> _Task to carry out_:
Restate exactly, and only, the lines spanning from the one with "Where can the light" to the end of the records below.

[Records drawn from a dataset]
● ● ● ● ●

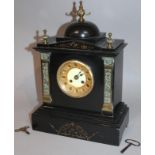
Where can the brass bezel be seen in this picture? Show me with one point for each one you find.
(82, 91)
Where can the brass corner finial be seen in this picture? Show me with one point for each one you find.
(73, 13)
(109, 40)
(45, 37)
(81, 13)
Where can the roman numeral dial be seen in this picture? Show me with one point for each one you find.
(75, 78)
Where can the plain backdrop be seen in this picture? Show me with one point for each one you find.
(122, 18)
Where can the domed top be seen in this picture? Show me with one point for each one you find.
(82, 30)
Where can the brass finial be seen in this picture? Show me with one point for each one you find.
(45, 37)
(109, 41)
(81, 13)
(73, 13)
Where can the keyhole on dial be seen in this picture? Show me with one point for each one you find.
(76, 77)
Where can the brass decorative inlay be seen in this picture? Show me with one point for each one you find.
(108, 74)
(81, 13)
(73, 13)
(109, 41)
(75, 78)
(45, 57)
(73, 130)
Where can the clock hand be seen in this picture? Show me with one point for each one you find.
(76, 77)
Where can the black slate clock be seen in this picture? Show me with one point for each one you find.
(82, 84)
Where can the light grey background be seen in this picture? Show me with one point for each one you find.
(122, 18)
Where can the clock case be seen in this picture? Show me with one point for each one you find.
(83, 118)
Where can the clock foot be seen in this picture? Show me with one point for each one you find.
(83, 125)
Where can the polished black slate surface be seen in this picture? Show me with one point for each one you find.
(83, 125)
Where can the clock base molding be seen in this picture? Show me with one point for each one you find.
(84, 125)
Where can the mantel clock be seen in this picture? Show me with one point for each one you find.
(82, 84)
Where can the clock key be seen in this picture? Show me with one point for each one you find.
(23, 129)
(130, 142)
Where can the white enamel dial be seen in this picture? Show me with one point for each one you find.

● ● ● ● ●

> _Solution below_:
Where can the light grey background be seen in this picture? Show me with one point for each one you find.
(122, 18)
Where can the clock case be seen in this picture? Show me with one point for each one you find.
(83, 118)
Where can the clock foot be seen in this picture? Show me with one point for each one you find.
(83, 125)
Where can the polished black slate surface be seen in this picture? Show me with one point for each one you find.
(83, 125)
Where can the clock base molding be seen in this picture? Show me with one point for each one you find.
(84, 125)
Where can the mantel clock be seen in this picture? Show me with one point for each one you find.
(82, 84)
Where can the clock key be seen in this picture? Show me with one point for each one you find.
(23, 129)
(130, 142)
Where can the white enamel dial be seen in this picture? Show me with one point for each one you find.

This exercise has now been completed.